■ EXTRACTED TEXT

[Start of section]

Residual Respiratory Impairment After COVID-19 Pneumonia

Francesco Lombardi; Angelo Calabrese; Bruno Iovene; Chiara Pierandrei; Marialessia Lerede; Francesco Varone; Luca Richeldi; Giacomo Sgalla


BMC Pulm Med. 2021;21(241) 

In This Article


The findings of this study suggest that respiratory abnormalities persist over time in COVID-19 patients who experienced a more severe form of disease during hospitalization. Several studies already reported a reduction in lung volumes and DLco levels as well as reduced exercise tolerance following hospital discharge.[4–7] Our study expands these findings in a larger Italian cohort. To our knowledge, this is the first study establishing the relationships between the severity of acute respiratory failure (as measured by the p/F ratio) and a wide range of blood gas and physiological parameters.

We identified a persistence of dyspnoea in the overall study population, a finding consistent with a study by Wong and coworkers, which reported dyspnoea in half of 78 COVID-19 patients after hospital discharge.[13]

In order to explore the impact of disease severity on residual respiratory abnormalities, patients were stratified into three groups, according to levels of respiratory failure during hospitalization. No significant differences were observed regarding therapies, except for enoxaparin and anti-IL-6 drugs, administered more frequently in the severe group. The limited use of corticosteroids was likely due to the fact that evidence for dexamethasone use appeared towards the end of study completion.[14] We cannot exclude that a more extensive use of corticosteroids would have changed our findings.

[End of section]

(Dataset records)
[Start of section]

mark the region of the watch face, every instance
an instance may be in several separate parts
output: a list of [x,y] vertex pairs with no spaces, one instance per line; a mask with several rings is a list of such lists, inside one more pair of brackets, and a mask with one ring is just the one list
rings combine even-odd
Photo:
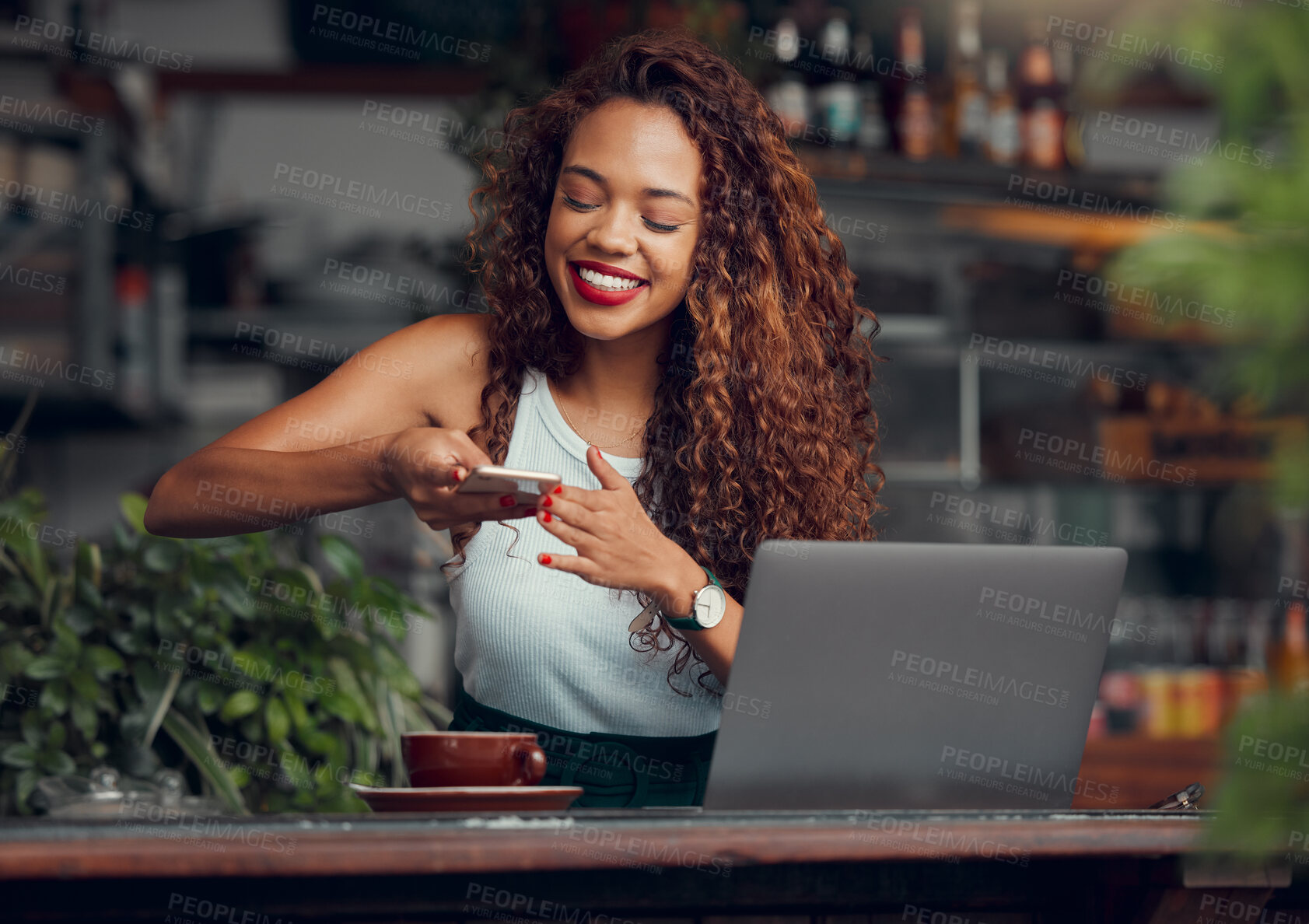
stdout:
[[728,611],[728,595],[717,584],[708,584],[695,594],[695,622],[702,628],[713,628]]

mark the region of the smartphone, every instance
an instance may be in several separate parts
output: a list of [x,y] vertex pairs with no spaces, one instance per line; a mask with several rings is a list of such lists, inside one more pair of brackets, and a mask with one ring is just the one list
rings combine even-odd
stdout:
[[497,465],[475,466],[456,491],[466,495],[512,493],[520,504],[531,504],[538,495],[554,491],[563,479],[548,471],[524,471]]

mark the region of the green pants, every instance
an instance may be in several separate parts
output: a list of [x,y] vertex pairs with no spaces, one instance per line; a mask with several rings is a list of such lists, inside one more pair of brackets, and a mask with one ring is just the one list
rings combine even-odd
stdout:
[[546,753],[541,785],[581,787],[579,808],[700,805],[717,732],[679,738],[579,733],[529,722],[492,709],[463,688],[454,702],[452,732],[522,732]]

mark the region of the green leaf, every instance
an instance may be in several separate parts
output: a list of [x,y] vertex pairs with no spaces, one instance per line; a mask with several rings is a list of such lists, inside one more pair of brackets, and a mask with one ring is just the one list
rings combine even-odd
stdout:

[End of section]

■ YOUR TASK
Continue the discussion of residual respiratory impairment after COVID-19 pneumonia, starting right after its final sentence.

■ ANSWER BOX
Patients with mild and moderate disease had normal lung volumes. In contrast, a mild reduction in RV was found in the severe hypoxemia group. Whether this finding results by altered lung compliance in this group[15] remain to be determined. Moreover, TLC was at the lower limit of normal in the severe group: this finding suggests a link between severity of COVID-19 pneumonia and reduction in lung volumes. Whether such abnormalities were due to the presence of fibrotic sequelae after acute interstitial pneumonia could not be determined, since our cohort did not undergo a chest CT scan at the time of the study visit. Moreover, we identified normal DLco values in the mild and the moderate hypoxemia groups and reduced values in the severe hypoxemia group. This could reflect the degree of microvascular and epithelial damage, likely to be more consistent in the severe cases.[16] Patients recovering from ARDS from any cause may have persistent functional impairment one year after hospital discharge.[17] Therefore, these findings might not be COVID-19-specific.

Our study had several limitations. CT imaging was not available at the time of study visit: as such, the relationships between functional impairment and residual fibrotic changes remain unknown. The follow-up time in this study is short, and further studies are warranted to clarify whether respiratory abnormalities persist in the longer term. The use of p/F ratio to classify COVID-19 severity is not ideal as it may not be reliable in non-intubated patients.[18] Finally, the levels of dyspnoea and cough before and during hospitalization were collected at the time of the follow-up clinical evaluation: they may therefore not measure accurately the severity of symptoms at those timepoints.